[Supplied data — start]

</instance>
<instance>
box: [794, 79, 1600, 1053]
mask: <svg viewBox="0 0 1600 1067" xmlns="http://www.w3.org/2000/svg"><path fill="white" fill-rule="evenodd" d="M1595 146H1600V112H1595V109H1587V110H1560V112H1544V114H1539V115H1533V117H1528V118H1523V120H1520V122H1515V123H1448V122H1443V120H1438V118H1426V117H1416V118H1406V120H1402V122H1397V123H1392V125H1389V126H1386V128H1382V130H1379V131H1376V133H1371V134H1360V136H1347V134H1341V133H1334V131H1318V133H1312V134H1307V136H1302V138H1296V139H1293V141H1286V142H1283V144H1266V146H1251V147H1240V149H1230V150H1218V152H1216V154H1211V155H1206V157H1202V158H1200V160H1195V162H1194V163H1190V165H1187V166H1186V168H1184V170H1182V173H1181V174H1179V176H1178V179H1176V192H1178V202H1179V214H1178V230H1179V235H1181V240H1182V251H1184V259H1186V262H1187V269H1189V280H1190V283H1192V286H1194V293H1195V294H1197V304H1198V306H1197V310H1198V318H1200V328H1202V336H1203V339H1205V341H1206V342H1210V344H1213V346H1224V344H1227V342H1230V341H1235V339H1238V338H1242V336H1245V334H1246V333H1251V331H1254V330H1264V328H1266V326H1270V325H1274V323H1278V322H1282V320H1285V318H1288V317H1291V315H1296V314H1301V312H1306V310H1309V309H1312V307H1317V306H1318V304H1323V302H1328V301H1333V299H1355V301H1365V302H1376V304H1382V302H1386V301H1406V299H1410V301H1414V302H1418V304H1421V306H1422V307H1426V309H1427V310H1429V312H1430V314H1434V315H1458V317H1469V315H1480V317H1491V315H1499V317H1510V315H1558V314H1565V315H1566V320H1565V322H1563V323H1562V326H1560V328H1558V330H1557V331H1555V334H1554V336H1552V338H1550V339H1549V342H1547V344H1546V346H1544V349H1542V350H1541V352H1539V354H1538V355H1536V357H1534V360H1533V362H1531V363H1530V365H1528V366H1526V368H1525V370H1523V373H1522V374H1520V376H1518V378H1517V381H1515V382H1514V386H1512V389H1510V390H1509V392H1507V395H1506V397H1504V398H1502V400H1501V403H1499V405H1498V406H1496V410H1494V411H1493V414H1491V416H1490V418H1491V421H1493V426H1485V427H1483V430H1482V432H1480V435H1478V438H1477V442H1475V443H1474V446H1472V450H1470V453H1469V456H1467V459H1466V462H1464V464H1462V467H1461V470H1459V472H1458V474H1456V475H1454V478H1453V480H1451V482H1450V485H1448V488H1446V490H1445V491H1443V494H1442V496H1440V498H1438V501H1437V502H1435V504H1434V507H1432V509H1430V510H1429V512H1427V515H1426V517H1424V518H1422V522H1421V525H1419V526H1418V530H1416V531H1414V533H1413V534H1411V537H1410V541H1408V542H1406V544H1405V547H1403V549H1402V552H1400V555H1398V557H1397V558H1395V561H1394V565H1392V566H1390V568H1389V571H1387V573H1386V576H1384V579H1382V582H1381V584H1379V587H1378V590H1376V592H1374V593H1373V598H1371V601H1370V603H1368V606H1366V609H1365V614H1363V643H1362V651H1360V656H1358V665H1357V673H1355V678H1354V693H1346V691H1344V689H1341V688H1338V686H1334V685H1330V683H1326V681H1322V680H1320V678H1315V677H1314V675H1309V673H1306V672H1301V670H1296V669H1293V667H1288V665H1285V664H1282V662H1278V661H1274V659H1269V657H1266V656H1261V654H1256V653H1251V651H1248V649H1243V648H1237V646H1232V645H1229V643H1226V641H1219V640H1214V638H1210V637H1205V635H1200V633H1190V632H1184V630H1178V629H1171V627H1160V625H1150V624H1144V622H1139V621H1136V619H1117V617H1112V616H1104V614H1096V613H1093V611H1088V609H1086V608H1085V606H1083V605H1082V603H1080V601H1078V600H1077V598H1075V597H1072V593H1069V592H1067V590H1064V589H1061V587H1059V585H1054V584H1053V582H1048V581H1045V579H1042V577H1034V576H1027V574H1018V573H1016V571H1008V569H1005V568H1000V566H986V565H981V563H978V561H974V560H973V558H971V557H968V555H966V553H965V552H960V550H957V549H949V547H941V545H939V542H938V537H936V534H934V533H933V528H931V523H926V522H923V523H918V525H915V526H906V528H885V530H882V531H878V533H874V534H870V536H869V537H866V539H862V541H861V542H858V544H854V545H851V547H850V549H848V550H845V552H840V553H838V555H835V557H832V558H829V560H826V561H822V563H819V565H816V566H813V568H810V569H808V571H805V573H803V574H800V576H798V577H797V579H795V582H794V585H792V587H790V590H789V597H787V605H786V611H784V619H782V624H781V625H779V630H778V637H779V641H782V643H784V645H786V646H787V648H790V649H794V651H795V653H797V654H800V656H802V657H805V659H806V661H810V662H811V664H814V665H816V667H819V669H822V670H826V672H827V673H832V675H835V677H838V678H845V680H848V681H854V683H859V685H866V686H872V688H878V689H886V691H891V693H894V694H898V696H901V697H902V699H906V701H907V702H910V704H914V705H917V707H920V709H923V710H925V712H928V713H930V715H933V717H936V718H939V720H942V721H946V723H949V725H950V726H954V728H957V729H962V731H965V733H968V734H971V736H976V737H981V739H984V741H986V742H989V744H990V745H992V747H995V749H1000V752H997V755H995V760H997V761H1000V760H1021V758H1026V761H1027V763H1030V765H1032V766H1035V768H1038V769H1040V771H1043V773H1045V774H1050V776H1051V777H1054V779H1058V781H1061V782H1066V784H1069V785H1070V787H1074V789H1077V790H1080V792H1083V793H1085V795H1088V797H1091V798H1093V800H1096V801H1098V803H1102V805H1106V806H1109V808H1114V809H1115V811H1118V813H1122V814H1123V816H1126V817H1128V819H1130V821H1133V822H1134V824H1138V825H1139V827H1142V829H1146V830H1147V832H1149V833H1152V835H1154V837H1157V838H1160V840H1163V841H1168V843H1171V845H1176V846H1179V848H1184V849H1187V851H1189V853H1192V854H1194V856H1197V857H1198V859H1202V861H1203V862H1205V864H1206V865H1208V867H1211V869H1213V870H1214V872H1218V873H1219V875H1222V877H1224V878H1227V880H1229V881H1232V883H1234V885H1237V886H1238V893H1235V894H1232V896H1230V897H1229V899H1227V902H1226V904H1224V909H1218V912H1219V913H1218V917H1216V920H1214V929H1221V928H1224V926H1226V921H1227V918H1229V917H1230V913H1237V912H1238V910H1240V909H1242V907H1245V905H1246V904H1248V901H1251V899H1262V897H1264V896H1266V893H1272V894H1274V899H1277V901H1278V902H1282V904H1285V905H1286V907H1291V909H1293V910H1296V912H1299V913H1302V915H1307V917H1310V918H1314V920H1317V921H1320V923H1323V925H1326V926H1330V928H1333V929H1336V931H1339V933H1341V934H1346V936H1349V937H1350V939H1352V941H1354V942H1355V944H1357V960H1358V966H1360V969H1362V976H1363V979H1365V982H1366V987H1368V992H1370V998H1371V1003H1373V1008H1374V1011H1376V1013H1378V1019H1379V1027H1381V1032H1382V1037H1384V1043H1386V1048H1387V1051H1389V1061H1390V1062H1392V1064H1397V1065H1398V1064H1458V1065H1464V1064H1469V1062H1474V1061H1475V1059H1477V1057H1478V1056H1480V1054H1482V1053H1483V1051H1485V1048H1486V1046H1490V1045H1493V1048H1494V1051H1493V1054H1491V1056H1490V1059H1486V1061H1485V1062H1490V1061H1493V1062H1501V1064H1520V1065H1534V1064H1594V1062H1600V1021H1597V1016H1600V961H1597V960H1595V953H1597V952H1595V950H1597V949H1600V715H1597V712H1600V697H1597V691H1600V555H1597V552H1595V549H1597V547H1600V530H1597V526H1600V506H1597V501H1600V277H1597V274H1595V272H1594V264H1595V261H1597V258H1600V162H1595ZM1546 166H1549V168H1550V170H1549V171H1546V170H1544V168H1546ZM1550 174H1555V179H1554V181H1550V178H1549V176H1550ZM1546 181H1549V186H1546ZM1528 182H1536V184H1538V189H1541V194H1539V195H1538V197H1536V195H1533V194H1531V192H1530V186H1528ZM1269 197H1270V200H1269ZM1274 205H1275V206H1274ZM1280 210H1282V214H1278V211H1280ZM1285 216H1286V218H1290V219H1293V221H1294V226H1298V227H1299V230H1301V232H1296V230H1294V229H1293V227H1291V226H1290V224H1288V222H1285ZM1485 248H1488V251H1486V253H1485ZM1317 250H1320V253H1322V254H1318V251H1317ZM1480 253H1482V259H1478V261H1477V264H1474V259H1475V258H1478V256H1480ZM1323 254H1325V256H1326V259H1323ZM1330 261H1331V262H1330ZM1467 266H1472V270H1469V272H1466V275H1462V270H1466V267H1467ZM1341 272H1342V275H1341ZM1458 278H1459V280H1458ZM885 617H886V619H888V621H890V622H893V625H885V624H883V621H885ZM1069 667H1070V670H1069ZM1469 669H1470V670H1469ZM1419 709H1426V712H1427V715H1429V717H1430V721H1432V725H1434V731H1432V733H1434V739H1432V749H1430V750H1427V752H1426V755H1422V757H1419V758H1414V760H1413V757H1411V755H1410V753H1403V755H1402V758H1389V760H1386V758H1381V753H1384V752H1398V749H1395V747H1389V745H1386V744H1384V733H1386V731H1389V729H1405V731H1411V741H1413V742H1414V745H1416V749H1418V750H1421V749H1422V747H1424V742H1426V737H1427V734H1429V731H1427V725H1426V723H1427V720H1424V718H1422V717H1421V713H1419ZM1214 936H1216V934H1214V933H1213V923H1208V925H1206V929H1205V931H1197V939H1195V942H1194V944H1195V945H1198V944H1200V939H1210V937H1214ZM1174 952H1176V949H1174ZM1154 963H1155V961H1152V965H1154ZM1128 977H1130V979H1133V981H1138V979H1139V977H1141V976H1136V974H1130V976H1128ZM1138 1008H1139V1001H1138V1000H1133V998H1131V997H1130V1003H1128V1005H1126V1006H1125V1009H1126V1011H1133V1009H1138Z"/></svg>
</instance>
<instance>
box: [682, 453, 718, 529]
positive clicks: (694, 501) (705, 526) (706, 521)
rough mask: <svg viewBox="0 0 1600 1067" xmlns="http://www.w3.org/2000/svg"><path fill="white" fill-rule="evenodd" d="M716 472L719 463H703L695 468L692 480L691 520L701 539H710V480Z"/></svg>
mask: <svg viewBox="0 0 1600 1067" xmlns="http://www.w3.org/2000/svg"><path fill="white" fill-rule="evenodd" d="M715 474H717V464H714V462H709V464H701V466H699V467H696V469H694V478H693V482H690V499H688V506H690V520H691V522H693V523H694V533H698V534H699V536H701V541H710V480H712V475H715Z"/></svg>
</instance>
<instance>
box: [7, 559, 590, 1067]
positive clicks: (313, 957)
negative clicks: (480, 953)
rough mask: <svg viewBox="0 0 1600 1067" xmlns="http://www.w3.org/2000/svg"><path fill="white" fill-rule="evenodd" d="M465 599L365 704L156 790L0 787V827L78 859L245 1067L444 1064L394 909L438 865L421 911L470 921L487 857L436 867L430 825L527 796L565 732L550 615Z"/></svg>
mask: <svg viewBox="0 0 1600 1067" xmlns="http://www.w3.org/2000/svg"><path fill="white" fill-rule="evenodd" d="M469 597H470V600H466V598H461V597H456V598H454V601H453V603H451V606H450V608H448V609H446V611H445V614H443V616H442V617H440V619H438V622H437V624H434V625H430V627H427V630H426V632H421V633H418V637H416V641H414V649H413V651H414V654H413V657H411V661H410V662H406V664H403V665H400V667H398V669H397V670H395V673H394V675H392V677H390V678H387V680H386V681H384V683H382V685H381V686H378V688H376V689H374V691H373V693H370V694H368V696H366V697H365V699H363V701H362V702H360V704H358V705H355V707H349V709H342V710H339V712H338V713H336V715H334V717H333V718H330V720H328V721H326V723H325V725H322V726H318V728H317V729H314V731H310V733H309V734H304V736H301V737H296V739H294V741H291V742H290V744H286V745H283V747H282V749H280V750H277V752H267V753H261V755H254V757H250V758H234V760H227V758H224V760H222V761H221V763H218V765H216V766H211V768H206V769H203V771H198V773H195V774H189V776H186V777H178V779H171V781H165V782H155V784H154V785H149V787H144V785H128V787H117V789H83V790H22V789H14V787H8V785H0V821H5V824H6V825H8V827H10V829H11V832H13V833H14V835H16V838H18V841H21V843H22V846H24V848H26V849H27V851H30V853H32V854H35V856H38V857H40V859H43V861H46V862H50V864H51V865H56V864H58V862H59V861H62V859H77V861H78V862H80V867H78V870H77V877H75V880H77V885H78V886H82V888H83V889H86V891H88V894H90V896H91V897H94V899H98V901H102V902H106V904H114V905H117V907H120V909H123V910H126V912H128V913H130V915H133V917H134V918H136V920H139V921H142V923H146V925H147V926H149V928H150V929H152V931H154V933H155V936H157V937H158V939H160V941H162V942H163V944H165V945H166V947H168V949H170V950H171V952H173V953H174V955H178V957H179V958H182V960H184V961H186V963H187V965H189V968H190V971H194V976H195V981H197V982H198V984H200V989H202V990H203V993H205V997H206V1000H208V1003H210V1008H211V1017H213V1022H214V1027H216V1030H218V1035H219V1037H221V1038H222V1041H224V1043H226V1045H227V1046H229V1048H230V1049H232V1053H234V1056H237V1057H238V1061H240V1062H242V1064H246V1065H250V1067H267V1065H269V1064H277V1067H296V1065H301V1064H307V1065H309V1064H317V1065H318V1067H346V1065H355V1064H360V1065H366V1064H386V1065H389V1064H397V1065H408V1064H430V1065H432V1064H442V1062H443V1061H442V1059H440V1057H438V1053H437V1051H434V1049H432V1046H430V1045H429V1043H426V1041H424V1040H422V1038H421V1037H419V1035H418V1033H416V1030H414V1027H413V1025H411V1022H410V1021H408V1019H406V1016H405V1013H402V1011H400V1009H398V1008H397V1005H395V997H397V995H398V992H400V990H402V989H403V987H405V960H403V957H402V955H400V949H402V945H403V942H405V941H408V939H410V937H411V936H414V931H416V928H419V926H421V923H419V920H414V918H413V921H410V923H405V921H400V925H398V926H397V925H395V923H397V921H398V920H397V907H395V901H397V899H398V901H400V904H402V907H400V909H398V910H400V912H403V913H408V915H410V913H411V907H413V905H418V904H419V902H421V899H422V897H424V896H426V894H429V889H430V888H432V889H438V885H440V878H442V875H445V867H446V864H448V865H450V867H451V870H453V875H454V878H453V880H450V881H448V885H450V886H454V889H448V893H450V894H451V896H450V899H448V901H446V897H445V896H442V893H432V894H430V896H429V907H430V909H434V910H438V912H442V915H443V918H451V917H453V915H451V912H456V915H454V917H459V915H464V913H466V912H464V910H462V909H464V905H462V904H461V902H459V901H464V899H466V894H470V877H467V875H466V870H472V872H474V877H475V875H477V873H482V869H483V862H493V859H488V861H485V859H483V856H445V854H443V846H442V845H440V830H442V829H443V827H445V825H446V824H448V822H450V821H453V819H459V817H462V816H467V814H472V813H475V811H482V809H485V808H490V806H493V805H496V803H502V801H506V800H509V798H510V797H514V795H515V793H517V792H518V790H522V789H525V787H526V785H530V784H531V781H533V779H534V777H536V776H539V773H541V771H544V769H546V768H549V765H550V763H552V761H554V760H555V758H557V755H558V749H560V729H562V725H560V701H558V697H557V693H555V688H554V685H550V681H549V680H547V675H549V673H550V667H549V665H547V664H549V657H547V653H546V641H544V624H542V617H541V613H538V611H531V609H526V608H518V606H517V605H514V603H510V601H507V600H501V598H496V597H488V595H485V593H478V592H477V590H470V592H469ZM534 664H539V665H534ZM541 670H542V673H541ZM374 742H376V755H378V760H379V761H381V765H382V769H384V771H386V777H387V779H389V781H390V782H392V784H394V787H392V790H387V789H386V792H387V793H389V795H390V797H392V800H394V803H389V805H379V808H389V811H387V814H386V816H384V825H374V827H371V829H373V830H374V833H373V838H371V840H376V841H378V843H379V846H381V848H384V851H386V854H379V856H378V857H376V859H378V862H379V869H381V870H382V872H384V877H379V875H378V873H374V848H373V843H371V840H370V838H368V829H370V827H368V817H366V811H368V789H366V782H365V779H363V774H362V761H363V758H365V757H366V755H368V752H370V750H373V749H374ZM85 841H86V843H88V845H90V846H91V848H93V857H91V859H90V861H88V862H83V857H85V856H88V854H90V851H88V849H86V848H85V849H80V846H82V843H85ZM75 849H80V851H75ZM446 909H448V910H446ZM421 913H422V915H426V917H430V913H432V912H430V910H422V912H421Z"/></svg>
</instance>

[Supplied data — finish]

Exercise aim:
Identify each line of the records above that contains the string "rough", and copy every such line in full.

Output for this exercise:
rough mask: <svg viewBox="0 0 1600 1067" xmlns="http://www.w3.org/2000/svg"><path fill="white" fill-rule="evenodd" d="M716 472L719 463H703L695 468L692 480L691 520L701 539H710V480Z"/></svg>
rough mask: <svg viewBox="0 0 1600 1067" xmlns="http://www.w3.org/2000/svg"><path fill="white" fill-rule="evenodd" d="M465 599L365 704L156 790L0 787V827L78 859L245 1067L444 1064L394 909L438 865L421 911L470 921L487 857L436 867L430 825L527 796L565 732L550 615Z"/></svg>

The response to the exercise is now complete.